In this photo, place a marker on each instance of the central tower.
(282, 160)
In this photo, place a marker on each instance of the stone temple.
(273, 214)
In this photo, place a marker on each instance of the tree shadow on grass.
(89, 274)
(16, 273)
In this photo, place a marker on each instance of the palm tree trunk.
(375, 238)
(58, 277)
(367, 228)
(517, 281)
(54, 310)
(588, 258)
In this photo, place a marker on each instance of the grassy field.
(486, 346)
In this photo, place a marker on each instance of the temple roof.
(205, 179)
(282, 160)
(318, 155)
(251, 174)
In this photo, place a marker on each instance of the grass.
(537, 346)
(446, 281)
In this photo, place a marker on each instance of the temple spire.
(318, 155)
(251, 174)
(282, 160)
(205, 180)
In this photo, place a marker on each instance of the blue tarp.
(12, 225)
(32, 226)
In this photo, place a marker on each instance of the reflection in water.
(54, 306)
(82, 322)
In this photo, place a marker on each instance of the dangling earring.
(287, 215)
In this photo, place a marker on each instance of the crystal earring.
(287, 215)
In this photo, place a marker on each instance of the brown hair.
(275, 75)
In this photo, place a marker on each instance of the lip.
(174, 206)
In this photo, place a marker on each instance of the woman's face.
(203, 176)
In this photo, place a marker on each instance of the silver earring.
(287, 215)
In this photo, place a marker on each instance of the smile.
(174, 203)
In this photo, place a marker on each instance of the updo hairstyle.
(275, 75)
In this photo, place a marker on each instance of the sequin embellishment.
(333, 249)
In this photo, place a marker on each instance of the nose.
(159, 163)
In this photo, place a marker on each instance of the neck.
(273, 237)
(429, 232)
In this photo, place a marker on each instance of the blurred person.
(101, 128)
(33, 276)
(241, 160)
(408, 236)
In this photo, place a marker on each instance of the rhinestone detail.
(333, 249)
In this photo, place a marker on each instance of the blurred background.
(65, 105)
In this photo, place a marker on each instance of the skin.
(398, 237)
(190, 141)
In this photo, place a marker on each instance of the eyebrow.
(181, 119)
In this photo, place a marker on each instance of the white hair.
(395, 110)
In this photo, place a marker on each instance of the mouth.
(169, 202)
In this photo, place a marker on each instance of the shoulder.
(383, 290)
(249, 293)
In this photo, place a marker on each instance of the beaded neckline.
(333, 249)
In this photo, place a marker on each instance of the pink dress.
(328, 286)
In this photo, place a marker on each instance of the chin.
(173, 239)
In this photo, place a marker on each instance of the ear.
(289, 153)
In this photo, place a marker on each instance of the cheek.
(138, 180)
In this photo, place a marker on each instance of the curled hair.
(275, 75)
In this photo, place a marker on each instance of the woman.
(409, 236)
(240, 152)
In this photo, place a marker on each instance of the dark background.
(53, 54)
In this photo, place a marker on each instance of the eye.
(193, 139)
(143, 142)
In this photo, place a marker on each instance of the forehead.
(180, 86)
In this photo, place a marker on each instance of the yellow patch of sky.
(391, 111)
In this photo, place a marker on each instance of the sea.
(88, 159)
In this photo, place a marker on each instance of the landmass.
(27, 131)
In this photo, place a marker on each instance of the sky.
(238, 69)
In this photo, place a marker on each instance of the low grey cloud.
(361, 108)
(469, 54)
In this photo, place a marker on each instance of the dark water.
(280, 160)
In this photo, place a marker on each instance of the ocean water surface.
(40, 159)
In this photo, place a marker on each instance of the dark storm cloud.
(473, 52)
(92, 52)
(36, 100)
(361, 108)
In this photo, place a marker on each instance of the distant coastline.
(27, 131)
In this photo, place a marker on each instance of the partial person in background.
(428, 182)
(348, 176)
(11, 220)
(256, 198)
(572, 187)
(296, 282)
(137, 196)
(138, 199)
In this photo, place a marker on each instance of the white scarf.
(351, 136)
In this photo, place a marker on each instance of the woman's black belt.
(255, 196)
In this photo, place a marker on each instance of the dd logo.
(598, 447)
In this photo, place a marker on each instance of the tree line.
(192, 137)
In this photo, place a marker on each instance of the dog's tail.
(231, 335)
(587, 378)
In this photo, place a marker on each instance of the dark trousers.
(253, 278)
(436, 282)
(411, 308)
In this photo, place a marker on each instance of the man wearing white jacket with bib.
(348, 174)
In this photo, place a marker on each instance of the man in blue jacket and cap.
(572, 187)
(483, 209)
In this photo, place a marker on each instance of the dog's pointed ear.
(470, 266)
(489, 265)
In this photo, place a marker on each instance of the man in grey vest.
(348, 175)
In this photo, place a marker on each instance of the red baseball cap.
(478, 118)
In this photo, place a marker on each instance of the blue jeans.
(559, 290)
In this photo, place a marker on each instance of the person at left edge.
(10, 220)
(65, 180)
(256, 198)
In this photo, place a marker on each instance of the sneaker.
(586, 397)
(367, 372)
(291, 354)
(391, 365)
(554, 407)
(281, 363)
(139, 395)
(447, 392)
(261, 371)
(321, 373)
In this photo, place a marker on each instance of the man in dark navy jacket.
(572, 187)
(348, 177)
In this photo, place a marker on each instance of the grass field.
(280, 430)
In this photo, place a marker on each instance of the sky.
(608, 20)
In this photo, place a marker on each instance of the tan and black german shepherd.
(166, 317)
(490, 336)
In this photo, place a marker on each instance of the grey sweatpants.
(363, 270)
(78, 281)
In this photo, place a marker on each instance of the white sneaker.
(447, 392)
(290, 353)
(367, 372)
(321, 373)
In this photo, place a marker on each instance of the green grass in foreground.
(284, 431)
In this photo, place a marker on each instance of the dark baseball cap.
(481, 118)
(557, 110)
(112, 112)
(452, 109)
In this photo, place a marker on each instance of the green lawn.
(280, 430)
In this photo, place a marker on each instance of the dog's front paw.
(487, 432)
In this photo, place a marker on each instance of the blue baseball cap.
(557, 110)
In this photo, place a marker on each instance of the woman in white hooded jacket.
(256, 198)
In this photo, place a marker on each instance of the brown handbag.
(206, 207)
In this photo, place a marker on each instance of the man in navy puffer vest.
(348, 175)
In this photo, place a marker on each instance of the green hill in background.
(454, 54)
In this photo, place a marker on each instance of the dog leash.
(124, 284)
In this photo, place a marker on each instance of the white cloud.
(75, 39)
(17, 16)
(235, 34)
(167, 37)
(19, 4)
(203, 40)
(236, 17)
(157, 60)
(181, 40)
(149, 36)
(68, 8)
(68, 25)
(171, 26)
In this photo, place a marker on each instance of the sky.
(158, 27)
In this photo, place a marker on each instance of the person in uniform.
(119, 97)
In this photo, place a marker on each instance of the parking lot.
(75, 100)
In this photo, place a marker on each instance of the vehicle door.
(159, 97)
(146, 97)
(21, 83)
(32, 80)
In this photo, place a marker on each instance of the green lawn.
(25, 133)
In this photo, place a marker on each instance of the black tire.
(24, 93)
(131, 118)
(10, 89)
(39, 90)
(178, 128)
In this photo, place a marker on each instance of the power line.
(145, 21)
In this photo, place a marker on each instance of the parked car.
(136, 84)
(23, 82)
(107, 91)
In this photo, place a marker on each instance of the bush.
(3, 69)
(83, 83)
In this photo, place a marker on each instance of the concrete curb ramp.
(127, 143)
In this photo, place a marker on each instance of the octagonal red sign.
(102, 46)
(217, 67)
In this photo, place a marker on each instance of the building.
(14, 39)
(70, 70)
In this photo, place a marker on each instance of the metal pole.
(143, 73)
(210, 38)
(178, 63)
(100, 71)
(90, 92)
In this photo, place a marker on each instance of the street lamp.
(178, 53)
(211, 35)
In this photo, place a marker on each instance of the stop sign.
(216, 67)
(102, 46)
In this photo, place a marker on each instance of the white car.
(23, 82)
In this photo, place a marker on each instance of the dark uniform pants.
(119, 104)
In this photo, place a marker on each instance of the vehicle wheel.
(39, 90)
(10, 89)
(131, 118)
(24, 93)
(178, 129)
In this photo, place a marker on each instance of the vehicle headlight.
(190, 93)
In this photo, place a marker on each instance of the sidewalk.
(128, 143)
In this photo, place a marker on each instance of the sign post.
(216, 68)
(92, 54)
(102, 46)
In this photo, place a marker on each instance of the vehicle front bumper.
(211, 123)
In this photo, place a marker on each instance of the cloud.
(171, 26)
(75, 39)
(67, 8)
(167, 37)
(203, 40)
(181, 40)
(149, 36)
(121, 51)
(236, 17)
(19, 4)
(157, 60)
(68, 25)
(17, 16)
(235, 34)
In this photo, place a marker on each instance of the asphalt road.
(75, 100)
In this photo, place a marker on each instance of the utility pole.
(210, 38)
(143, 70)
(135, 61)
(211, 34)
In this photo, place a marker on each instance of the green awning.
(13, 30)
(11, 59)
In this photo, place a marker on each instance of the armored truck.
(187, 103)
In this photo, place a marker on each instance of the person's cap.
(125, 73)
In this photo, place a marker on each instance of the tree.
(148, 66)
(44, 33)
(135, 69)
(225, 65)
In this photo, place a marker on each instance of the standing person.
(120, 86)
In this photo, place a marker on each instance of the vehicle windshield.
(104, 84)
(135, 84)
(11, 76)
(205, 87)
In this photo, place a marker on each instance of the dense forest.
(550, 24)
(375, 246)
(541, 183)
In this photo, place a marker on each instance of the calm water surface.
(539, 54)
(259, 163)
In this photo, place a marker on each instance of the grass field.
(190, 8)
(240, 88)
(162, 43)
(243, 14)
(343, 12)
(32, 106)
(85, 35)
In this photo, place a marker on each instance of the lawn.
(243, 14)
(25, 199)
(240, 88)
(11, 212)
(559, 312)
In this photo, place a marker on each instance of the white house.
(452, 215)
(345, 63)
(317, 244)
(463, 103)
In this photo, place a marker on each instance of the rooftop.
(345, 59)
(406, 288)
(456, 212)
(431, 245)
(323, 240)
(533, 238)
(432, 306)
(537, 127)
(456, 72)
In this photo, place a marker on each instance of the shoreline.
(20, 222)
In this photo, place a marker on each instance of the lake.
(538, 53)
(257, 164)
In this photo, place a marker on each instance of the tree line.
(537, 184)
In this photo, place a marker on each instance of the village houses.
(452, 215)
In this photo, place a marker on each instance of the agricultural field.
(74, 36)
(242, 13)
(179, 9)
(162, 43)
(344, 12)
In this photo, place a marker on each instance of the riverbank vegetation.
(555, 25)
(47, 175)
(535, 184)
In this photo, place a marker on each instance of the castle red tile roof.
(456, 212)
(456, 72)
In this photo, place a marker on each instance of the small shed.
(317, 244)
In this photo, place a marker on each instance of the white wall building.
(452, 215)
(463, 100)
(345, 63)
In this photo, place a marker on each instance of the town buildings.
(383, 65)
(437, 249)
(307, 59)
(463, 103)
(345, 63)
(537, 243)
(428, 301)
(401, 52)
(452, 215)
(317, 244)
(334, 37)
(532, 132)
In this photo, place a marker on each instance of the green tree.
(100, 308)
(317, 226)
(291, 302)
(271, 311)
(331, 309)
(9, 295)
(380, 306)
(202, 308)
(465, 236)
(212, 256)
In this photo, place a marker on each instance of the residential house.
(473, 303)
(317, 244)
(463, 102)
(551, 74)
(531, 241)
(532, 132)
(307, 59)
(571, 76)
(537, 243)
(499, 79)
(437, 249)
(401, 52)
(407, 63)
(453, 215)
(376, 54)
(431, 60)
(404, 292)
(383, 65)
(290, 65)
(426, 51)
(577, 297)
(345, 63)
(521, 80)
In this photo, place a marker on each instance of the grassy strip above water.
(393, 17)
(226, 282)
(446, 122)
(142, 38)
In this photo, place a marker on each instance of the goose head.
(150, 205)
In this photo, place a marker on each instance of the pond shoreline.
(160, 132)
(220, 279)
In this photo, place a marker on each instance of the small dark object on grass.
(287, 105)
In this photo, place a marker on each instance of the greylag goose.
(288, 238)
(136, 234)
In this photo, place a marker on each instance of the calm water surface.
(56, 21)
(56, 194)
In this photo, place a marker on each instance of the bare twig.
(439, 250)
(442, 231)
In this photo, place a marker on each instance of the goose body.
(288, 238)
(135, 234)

— To be done —
Turn the data from the line containing "strip above water." through the last line into a numbered list, dropping any blank lines.

— Answer to the exercise —
1. In this photo, place a marker on each instance of the grassy strip above water.
2. (393, 17)
3. (226, 282)
4. (446, 122)
5. (142, 38)
6. In this photo, place a marker on each instance of the goose head.
7. (150, 205)
8. In this photo, place a marker on each instance of the pond shoreline.
9. (160, 132)
10. (220, 279)
11. In this photo, place a marker on each instance of the small dark object on grass.
12. (287, 105)
13. In this photo, place a marker on each instance of the greylag goose.
14. (288, 238)
15. (136, 234)
16. In this photo, place a marker on each instance of the calm water surface.
17. (56, 21)
18. (56, 194)
19. In this photo, place a marker on each instance of the bare twig.
20. (439, 250)
21. (442, 231)
22. In this photo, place a marker on each instance of the goose body.
23. (288, 238)
24. (135, 234)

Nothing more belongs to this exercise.